◆ ASSIGNMENT A: Can you copy the genetics text word for word, from "Yet genetic discoveries" to "cannot afford them."?
◆ ASSIGNMENT B:
Answer these questions from the genetics text:
(i) What did sequencing a human genome cost per person before prices fell?
(ii) How much does Myriad Genetics charge for the breast cancer gene tests?
(iii) About how often would the breast cancer genes cause symptoms?
◆ ASSIGNMENT C: Which amounts in the genetics text are written with a dollar sign? List every one.

◆ TEXT SHOWN:
———
Over the past 10 years, the costs of sequencing a human genome have also plummeted from $100 million per person to less than $1,000. Thus, more people are getting sequenced and medical centers are trying to gather and store this information on as many patients as possible in huge biobanks. These data can help researchers find genes associated with diseases and successful treatments. Eventually, doctors will be able to choose certain medications for each of us based on our unique genomes, so-called “personalized medicine”.

Yet genetic discoveries can also be patented, earning hundreds of millions of dollars for private companies, and sometimes universities. Myriad Genetics, for instance, owns the patents for the breast cancer genes, and charges over $3,000 for these tests. Unfortunately as a result, millions of women around the world cannot afford them.

For patients who can pay, doctors can now use genetic tests to screen embryos and fetuses for ever more diseases. Some patients can eliminate certain deadly mutations, such as that for Huntington’s, from their descendants. But doctors and patients increasingly face quandaries regarding which diseases to test for and remove. Many physicians and patients are, for instance, screening out embryos with a breast cancer mutation, though these genes wouldn’t cause symptoms until adulthood, and would do so only about 50% of the time.
———
◆ RECORDS SUPPLIED:
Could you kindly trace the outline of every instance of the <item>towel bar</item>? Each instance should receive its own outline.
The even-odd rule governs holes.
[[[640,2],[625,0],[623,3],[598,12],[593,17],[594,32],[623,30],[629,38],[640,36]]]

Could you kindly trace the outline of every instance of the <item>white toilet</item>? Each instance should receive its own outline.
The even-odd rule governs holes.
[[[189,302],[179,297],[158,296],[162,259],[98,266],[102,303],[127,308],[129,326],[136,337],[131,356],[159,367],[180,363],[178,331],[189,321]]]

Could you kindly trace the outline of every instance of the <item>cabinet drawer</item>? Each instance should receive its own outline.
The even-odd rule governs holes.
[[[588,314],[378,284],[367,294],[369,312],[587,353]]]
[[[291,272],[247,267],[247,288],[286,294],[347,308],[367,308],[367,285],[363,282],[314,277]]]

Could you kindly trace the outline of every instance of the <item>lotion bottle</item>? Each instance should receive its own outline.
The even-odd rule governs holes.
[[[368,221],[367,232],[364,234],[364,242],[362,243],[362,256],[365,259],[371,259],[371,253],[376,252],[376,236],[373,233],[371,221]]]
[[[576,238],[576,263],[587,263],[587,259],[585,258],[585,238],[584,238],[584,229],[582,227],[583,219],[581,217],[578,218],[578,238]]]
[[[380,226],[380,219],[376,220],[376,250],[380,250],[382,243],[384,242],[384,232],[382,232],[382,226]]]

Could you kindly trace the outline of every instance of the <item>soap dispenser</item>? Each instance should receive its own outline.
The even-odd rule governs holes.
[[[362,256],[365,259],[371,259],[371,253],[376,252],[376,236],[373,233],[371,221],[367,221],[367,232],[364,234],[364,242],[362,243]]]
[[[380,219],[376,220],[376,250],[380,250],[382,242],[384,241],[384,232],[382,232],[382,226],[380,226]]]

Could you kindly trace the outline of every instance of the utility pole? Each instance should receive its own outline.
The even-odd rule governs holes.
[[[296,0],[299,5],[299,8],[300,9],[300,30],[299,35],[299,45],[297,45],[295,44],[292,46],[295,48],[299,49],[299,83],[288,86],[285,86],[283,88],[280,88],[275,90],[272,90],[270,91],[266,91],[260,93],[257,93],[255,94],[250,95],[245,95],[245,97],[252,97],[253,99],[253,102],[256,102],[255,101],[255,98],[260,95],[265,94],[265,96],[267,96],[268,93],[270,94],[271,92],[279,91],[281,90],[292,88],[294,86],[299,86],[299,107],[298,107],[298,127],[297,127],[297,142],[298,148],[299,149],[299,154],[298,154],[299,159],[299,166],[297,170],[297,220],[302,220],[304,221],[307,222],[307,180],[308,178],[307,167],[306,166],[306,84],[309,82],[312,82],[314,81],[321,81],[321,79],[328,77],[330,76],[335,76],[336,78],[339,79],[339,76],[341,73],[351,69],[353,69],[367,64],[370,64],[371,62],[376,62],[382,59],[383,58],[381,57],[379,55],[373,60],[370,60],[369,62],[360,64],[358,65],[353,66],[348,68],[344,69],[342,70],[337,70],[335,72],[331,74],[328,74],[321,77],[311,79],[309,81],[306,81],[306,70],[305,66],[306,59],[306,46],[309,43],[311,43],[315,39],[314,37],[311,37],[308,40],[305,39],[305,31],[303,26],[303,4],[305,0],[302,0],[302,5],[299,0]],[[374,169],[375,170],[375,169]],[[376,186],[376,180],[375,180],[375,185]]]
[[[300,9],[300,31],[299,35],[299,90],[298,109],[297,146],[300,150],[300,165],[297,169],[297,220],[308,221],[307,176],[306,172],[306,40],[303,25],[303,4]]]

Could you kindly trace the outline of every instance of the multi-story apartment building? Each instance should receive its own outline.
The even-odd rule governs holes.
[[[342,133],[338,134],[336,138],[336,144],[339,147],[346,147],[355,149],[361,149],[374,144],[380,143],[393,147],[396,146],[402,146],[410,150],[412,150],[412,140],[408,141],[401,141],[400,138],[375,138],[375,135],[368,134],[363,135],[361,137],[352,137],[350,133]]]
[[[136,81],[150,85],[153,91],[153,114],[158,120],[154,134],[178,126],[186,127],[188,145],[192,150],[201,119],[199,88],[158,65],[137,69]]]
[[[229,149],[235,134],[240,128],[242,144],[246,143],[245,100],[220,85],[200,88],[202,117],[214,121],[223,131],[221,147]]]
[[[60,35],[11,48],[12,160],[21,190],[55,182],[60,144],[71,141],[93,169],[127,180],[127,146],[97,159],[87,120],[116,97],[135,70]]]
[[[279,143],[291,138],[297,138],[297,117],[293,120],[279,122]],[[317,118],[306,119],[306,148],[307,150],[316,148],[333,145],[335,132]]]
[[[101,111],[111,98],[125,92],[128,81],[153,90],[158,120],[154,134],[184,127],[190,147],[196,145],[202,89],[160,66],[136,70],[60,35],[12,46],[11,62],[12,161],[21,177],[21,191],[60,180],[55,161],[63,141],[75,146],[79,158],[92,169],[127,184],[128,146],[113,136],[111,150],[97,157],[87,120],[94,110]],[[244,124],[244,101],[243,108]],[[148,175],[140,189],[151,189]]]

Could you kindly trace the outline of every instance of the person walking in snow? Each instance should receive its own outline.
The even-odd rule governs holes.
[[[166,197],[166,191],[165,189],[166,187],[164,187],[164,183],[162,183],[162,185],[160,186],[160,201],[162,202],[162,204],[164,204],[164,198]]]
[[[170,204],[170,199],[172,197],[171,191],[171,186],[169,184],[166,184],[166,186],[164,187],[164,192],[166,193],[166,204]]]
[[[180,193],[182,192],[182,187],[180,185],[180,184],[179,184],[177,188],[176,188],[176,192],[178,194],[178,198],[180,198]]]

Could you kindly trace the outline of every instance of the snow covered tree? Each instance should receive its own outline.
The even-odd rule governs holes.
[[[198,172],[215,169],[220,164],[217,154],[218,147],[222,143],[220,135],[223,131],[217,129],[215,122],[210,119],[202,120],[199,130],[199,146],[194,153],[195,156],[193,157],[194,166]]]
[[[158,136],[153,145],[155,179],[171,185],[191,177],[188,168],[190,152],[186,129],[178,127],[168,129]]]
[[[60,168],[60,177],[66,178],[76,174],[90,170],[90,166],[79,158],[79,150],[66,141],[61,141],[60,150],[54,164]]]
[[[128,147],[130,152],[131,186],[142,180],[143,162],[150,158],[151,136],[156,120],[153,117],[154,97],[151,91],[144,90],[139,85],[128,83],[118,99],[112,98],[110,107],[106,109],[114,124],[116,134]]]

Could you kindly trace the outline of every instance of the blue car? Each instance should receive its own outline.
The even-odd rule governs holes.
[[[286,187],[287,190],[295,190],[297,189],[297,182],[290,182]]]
———
◆ ANSWER SPACE A:
Yet genetic discoveries can also be patented, earning hundreds of millions of dollars for private companies, and sometimes universities. Myriad Genetics, for instance, owns the patents for the breast cancer genes, and charges over $3,000 for these tests. Unfortunately as a result, millions of women around the world cannot afford them.

◆ ANSWER SPACE B:
(i) $100 million
(ii) Over $3,000
(iii) About 50% of the time

◆ ANSWER SPACE C:
$100 million
$1,000
$3,000